THE REQUEST ▸
Format the lines of all the records below as a numbered list, skipping blank lines. Leave the pictures out of the list.

EXTRACTED INFORMATION ▸
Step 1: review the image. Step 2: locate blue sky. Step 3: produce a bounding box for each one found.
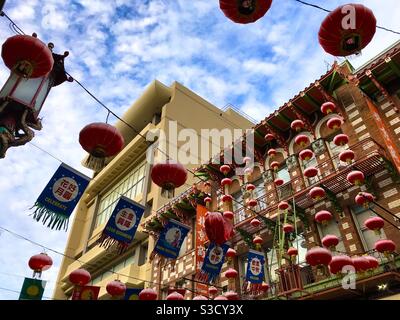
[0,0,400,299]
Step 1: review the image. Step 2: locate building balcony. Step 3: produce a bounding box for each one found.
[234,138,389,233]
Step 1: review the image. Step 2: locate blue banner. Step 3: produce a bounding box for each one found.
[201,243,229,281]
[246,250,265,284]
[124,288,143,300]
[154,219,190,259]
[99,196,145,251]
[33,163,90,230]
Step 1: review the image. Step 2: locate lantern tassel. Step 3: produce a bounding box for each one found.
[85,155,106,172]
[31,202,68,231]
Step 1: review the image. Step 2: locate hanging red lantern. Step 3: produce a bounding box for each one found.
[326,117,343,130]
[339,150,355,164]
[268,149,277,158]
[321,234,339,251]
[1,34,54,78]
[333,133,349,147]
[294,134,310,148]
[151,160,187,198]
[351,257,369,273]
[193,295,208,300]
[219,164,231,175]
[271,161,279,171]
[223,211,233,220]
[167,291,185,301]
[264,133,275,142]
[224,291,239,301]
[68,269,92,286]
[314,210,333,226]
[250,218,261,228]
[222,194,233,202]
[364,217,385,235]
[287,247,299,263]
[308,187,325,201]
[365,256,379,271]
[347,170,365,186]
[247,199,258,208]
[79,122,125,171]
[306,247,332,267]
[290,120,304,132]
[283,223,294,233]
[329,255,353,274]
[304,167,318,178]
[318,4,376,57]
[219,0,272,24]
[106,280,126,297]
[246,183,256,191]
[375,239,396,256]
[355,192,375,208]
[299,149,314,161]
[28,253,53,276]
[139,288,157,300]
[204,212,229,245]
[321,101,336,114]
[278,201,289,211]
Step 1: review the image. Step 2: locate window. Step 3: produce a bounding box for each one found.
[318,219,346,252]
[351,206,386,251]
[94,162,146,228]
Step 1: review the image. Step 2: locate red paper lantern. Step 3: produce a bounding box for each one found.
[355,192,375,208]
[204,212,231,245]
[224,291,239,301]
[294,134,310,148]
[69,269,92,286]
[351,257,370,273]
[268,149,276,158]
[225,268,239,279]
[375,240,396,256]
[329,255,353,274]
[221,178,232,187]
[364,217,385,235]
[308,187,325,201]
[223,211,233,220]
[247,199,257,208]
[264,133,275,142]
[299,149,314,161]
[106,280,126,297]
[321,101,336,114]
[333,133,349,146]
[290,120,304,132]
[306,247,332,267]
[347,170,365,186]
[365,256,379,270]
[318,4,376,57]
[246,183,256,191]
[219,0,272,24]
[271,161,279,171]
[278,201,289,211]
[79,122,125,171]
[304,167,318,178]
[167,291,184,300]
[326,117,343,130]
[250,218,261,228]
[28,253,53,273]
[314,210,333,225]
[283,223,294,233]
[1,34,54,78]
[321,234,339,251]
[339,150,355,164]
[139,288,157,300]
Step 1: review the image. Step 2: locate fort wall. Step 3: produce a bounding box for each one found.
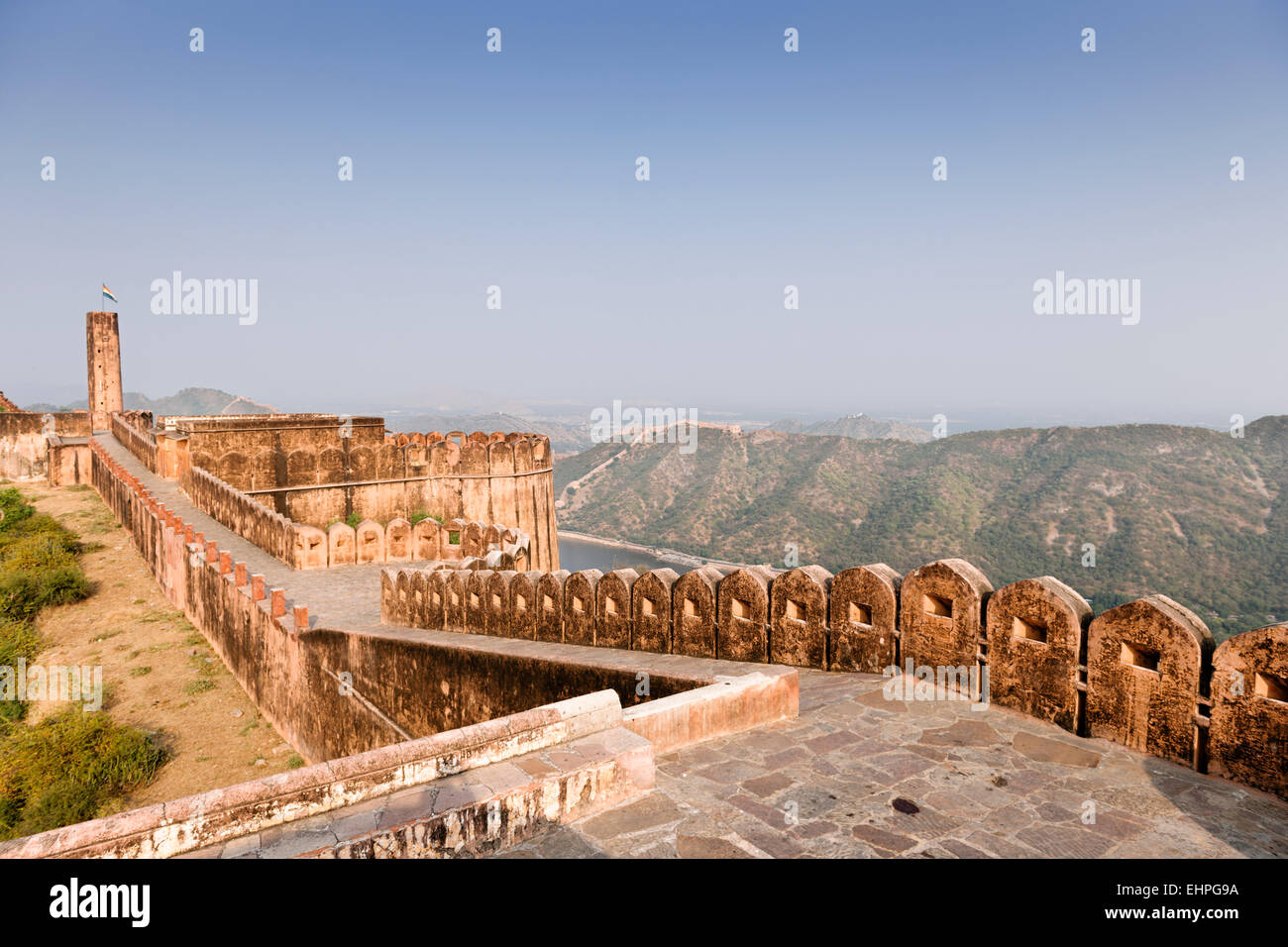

RESPONSE TO THE TASK ▸
1. Step 1: review the image. Step 2: locate blue sky. Step 3: produce a bounding box for each one found.
2. [0,0,400,299]
3. Step 1: review the image. Step 2: locate building balcony. Step 3: produce a bounding box for each one found.
4. [234,138,389,233]
5. Step 1: review the image. Step 2: locate blue banner. Step 3: produce a bounding box for each one found.
6. [201,243,229,281]
7. [246,250,265,284]
8. [124,288,143,300]
9. [154,219,190,259]
10. [99,196,145,251]
11. [33,163,90,230]
12. Step 1: review the image. Step 2: locate lantern tassel. Step 3: produce a bounding box for each one found.
13. [85,155,106,172]
14. [31,202,68,231]
15. Step 1: review the image. Step 2: locate hanging red lantern. Step 3: produce a bounding box for each one found.
16. [326,117,343,130]
17. [339,150,355,164]
18. [268,149,277,158]
19. [321,234,339,251]
20. [1,34,54,78]
21. [333,133,349,147]
22. [294,134,310,148]
23. [151,160,187,198]
24. [351,257,369,273]
25. [193,295,208,300]
26. [219,164,231,175]
27. [271,161,279,171]
28. [223,211,233,220]
29. [167,291,185,301]
30. [264,133,275,142]
31. [224,291,239,301]
32. [68,269,92,286]
33. [314,210,333,226]
34. [250,218,261,228]
35. [222,194,233,202]
36. [364,217,385,235]
37. [287,247,299,263]
38. [308,187,325,201]
39. [365,256,379,271]
40. [347,170,365,186]
41. [247,199,258,208]
42. [79,122,125,171]
43. [306,247,332,267]
44. [290,120,304,132]
45. [283,223,294,233]
46. [329,255,353,274]
47. [304,167,318,178]
48. [318,4,376,57]
49. [219,0,272,24]
50. [106,280,126,297]
51. [246,183,256,191]
52. [375,239,396,256]
53. [355,192,375,208]
54. [299,149,314,161]
55. [28,253,53,276]
56. [139,288,157,300]
57. [204,212,229,245]
58. [321,101,336,114]
59. [278,201,289,211]
60. Step 1: review the image. Step 2: locate window. Step 3: produce a bounding box for each one found.
61. [318,219,346,252]
62. [351,206,386,251]
63. [94,162,146,228]
64. Step 1: review the image. Step 2: locate red paper lantern. Step 3: produce a bounding box for each one found.
65. [355,192,375,208]
66. [204,212,231,245]
67. [224,291,239,301]
68. [294,134,310,148]
69. [69,269,92,286]
70. [351,257,370,273]
71. [268,149,276,158]
72. [225,268,239,279]
73. [375,240,396,256]
74. [329,255,353,274]
75. [221,178,232,187]
76. [364,217,385,235]
77. [308,187,325,201]
78. [223,211,233,220]
79. [247,199,257,208]
80. [264,133,275,142]
81. [299,149,314,161]
82. [106,280,126,297]
83. [321,101,336,114]
84. [333,133,349,146]
85. [290,120,304,132]
86. [306,247,332,267]
87. [347,170,365,186]
88. [365,256,379,270]
89. [318,4,376,57]
90. [246,183,256,191]
91. [219,0,272,24]
92. [271,161,279,171]
93. [278,201,289,211]
94. [79,122,125,171]
95. [304,167,318,178]
96. [167,291,184,300]
97. [326,117,343,130]
98. [250,218,261,228]
99. [28,253,53,273]
100. [314,210,333,225]
101. [283,223,294,233]
102. [1,34,54,78]
103. [321,234,339,251]
104. [339,150,355,164]
105. [139,288,157,300]
106. Step 1: review the image. Step 2: locate fort wall. Step 3: produce a bounding box for each one found.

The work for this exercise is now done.